◆ **AIM**: Format every line of the data below as a numbered list, leaving out any blank lines.

___ RAW DATA ___

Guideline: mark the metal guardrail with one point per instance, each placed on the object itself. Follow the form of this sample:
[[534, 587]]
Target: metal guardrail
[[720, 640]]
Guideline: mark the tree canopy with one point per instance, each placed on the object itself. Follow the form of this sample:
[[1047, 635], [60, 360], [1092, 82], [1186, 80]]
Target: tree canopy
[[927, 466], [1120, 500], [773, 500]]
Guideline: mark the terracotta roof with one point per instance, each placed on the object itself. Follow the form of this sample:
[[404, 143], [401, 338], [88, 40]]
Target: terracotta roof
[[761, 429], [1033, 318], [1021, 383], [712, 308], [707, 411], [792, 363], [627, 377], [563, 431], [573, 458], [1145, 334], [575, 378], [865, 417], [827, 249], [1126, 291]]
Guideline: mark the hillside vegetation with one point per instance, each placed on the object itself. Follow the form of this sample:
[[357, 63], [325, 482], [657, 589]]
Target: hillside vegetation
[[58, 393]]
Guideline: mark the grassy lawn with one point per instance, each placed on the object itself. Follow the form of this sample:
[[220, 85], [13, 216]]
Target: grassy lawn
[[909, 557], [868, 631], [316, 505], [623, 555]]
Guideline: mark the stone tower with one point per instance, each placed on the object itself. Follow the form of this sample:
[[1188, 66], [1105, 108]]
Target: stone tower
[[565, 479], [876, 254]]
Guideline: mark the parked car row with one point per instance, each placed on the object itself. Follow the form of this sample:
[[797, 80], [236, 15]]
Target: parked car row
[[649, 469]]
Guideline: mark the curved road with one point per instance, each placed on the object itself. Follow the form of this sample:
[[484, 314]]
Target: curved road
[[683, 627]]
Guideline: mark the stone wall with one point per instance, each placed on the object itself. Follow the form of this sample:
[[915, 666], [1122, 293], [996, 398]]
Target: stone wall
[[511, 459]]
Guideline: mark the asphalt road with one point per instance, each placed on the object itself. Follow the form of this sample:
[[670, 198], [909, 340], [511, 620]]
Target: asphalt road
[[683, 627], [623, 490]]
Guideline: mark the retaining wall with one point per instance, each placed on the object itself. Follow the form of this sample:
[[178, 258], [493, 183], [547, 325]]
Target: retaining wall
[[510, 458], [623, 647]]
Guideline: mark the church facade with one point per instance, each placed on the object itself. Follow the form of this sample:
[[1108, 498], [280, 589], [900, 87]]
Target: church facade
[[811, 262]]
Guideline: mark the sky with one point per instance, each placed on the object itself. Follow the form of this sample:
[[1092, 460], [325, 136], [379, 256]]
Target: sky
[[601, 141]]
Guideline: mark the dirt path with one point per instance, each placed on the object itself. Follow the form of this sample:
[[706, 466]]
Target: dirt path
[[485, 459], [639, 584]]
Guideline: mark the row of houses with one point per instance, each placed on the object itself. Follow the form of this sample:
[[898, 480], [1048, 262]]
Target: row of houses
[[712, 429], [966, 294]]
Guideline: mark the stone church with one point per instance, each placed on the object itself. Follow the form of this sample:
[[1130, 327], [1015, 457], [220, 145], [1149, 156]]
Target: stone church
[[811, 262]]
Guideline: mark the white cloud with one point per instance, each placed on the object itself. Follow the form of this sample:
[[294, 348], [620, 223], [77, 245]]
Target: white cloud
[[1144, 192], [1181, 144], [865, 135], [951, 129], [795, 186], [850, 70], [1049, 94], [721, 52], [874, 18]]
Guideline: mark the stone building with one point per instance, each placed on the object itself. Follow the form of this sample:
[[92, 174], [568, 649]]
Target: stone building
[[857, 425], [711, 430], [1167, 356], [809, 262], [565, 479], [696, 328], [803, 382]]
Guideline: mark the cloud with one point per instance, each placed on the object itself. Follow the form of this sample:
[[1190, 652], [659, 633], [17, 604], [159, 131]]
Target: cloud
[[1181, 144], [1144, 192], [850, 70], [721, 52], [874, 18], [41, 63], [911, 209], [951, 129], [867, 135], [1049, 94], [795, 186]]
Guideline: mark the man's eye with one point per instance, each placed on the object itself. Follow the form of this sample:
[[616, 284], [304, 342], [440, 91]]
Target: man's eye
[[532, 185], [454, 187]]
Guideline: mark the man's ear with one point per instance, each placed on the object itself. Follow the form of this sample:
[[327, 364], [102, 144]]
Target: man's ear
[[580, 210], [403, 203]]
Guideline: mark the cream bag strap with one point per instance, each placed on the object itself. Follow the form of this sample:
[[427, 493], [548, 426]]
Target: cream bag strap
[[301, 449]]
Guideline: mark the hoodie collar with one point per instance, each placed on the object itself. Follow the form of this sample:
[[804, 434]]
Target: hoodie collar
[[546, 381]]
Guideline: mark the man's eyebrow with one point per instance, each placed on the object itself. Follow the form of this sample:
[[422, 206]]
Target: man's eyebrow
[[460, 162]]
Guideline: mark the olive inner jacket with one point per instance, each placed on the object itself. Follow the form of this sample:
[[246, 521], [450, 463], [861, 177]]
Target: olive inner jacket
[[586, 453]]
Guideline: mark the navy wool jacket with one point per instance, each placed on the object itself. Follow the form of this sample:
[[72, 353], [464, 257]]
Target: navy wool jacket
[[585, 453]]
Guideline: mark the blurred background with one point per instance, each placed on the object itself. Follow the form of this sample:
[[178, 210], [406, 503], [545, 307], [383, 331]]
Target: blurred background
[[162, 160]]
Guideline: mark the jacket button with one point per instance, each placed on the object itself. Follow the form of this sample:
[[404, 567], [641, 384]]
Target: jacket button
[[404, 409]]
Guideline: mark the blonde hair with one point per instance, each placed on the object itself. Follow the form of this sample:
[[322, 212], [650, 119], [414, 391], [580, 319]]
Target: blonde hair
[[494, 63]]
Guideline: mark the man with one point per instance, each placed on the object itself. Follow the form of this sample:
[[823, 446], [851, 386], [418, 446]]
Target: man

___

◆ **COMPLETE OUTPUT**:
1. Guideline: mark the metal guardrail with one point per instance, each placed on the object itself. Follow the form of this sample:
2. [[534, 587]]
3. Target: metal guardrail
4. [[720, 640]]
5. Guideline: mark the tree canopy with one point per instance, each placed on the object itself. Follow the form of this sample:
6. [[1047, 635], [60, 360], [1092, 82], [1186, 80]]
7. Target: tree canopy
8. [[927, 466], [1120, 500], [773, 500]]
9. Guideline: mark the terracotta roof with one point per instance, each placed on the object itself. Follow the form of this sample:
10. [[404, 143], [401, 338], [88, 40]]
11. Target: terracotta roof
12. [[761, 429], [1033, 318], [1021, 383], [712, 308], [707, 411], [792, 363], [627, 377], [563, 431], [573, 458], [1145, 334], [575, 378], [865, 417], [827, 249], [1126, 291]]
13. Guideline: mark the hillside vegetation with one point per instance, each placed on the object itself. Follow the form of this sample:
14. [[357, 63], [325, 482], [657, 589]]
15. Target: hillside vegetation
16. [[58, 393]]
17. Guideline: mark the grassy lawn with one point per instance, each placed on the object itself. Follow the form of this sample:
18. [[220, 85], [13, 216]]
19. Target: grassy lawn
20. [[909, 557], [868, 631], [316, 505], [623, 555]]
21. Guideline: mark the stone tower with one point per instance, each placed on the object itself. Follow the form of this sample:
22. [[1188, 66], [1105, 108]]
23. Target: stone tower
24. [[565, 479], [876, 254]]
25. Guideline: mark the parked car row with one point per instance, each placed on the object itself. Follow the form of this sample:
26. [[797, 80], [236, 15]]
27. Target: parked car row
28. [[649, 469]]
29. Guideline: mark the curved road with one point per instance, each placed on the object itself. Follow the form of this sample:
30. [[484, 314]]
31. Target: curved road
32. [[683, 627]]
33. Guideline: mark the stone wall with one point per instance, each placed on the object itself. Follow the form of this sample:
34. [[915, 666], [1122, 293], [996, 398]]
35. Target: stone wall
36. [[511, 459]]
37. Guideline: mark the asphalt road with one point per instance, each placed on the object itself. Follow the form of this sample:
38. [[670, 198], [909, 340], [511, 620]]
39. Target: asphalt road
40. [[683, 627], [623, 490]]
41. Guideline: mark the retaining wall with one point per instance, each placed on the object itself. Follow the form of this sample:
42. [[178, 258], [493, 183], [547, 325]]
43. Target: retaining wall
44. [[510, 458], [623, 647]]
45. Guideline: mark the church facade with one point per instance, each placed on the object itself. Follow the form of this sample:
46. [[1108, 498], [280, 589], [900, 87]]
47. Target: church facade
48. [[811, 262]]
49. Guideline: mark the sky with one point per instance, each placed on the object itself. Follow the form of this sample:
50. [[1092, 460], [325, 136], [379, 256]]
51. Target: sky
52. [[601, 141]]
53. Guideline: mark the dirt path with one point per instance, each placed on the object itself. Follow the form of this sample:
54. [[706, 466]]
55. Target: dirt path
56. [[485, 459], [639, 584]]
57. Guideline: mark the row of houses with one point per instance, each placed on the object itself. Follow the form of this sample:
58. [[898, 480], [1048, 262]]
59. Target: row of houses
60. [[712, 429], [966, 294]]
61. Guideline: mark the stone church with one point per instance, each placed on the object itself. Follow the form of this sample:
62. [[1130, 327], [1015, 457], [220, 145], [1149, 156]]
63. Target: stone church
64. [[811, 262]]
65. Guideline: mark the white cloud with one point per instance, each placed on the object itself. Follow the form of this sample:
66. [[294, 348], [620, 223], [77, 245]]
67. Target: white cloud
68. [[1144, 192], [1181, 144], [865, 135], [951, 129], [795, 186], [850, 70], [1049, 94], [721, 52], [874, 18]]
69. Guideline: mark the stone building with one point per instance, each placed on the object itself. Follow the form of this sample:
70. [[92, 174], [568, 649]]
71. Target: stone building
72. [[857, 425], [711, 430], [1167, 356], [809, 262], [565, 479], [696, 328], [803, 382]]
73. Guideline: mark the cloud with one point per instance, each placed on the object itself. Follow the form of this sample:
74. [[1190, 652], [659, 633], [17, 604], [159, 131]]
75. Target: cloud
76. [[1181, 144], [1144, 192], [850, 70], [721, 52], [874, 18], [41, 63], [911, 209], [951, 129], [867, 135], [1049, 94], [795, 186]]
77. Guideline: mark the man's eye with one point per instance, each placed on the object itself. Follow the form of this sample:
78. [[616, 284], [304, 342], [440, 91]]
79. Target: man's eye
80. [[532, 185], [454, 187]]
81. Guideline: mark the man's ear with one point per instance, each placed on the object itself. Follow the form of this sample:
82. [[327, 364], [102, 144]]
83. Target: man's ear
84. [[580, 210], [403, 203]]
85. Guideline: mark the cream bag strap with one point per instance, each placed on the object itself. Follow the form of this sample:
86. [[427, 493], [548, 426]]
87. Target: cream bag strap
88. [[301, 449]]
89. Guideline: mark the hoodie collar with one point per instance, each placed on the object itself. Follow the form of this sample:
90. [[804, 434]]
91. Target: hoodie collar
92. [[546, 381]]
93. Guideline: mark the man's eyebrow with one point per instance, each placed on the object itself. Follow the form of this sample:
94. [[422, 206]]
95. Target: man's eyebrow
96. [[460, 162]]
97. Guideline: mark the olive inner jacket with one point per instance, each placed on the object itself. Follow the form of this sample:
98. [[246, 521], [450, 463], [861, 177]]
99. Target: olive inner jacket
100. [[586, 453]]
101. Guideline: mark the navy wool jacket with one point per instance, each placed on the object itself. Follow the form of this sample:
102. [[72, 353], [464, 257]]
103. Target: navy wool jacket
104. [[585, 453]]
105. Guideline: mark the blurred background with one point per instance, each placed on the object itself. Follow the form of this sample:
106. [[178, 210], [406, 503], [545, 307], [383, 331]]
107. Target: blurred background
108. [[162, 160]]
109. Guideline: mark the jacket button with one point per instance, each placed on the object itself. Follow the form of this sample:
110. [[404, 567], [641, 384]]
111. Target: jacket button
112. [[404, 409]]
113. Guideline: mark the blonde hair with one point per instance, each placed on the object itself. Follow the form of this sample:
114. [[322, 212], [650, 119], [414, 391], [580, 319]]
115. Target: blonde hair
116. [[494, 63]]
117. Guideline: mark the man with one point per instance, each placed on the object itself. Follow the form of this sample:
118. [[823, 446], [851, 386], [418, 446]]
119. Target: man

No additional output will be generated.